#### WHAT TO WORK ON:
Answer these questions from the text on fever of unknown origin below.
(a) Which scan is becoming the most useful test to evaluate bone, spine, and CNS?
(b) What problem has been reported with leukocyte tagged scans?
(c) In the problem case, what exposure did additional history reveal?

#### PASSAGE FOR REVIEW:
● ● ●
Chest xray

2. Bone scan. Useful with localized tenderness.

3. CT scan. May be useful, especially when there are localized findings in areas such as chest, abdomen, bones, and CNS. Routine use of CT scan in all patients without localizing findings is not useful and may give misleading information.

4. Leukocyte tagged scans. Occasionally useful to localize infection, but there are reports of false-negative results.

5. MRI scan. Rapidly becoming the most useful test to evaluate certain areas (eg, bone, spine, and CNS).

V. Plan. Treatment is based on whether or not patient has an identifiable condition. Inflammatory markers help clinician to decide whether further extensive testing is necessary. Even when present, at times there must be a period of watchful waiting and repeat examination, seeking additional information from history or physical exam.

A. Pursue Clues, Only. Most clinicians approach patients with FUO by random testing (x-rays, CT scans, etc) without any clear information as to a possible diagnosis.

B. Seek Additional Information From History and Exam. This is clinician's strength: New data may lead to the correct diagnosis. Examples may be new exposures, hearing a new murmur, a new skin rash.

C. Use Laboratory Wisely. Repeat cultures may be helpful. Blood may be sent for additional titers or for "vasculitis" screens (eg, ANCA).

VI. Problem Case Diagnosis. Patient had an increased ESR, low albumin, and negative throat, blood, urine, and stool cultures as an outpatient. He had mild abdominal pain at onset, which was improving. Additional history revealed exposure to a neighbor's new kitten. Physical exam uncovered several resolving old papules on the right arm where he had been scratched, as well as axillary adenopathy. Sonogram and abdominal CT scan, performed because of initial abdominal pain, showed typical granulomatous lesions in the liver. Titers for Bartonella henselae were strongly positive, confirming a diagnosis of systemic cat-scratch disease.
● ● ●
#### INFORMATION SUPPLIED:
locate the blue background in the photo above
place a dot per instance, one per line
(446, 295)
● ● ●
#### SOLUTION:
(a) MRI scan
(b) False-negative results
(c) Exposure to a neighbor's new kitten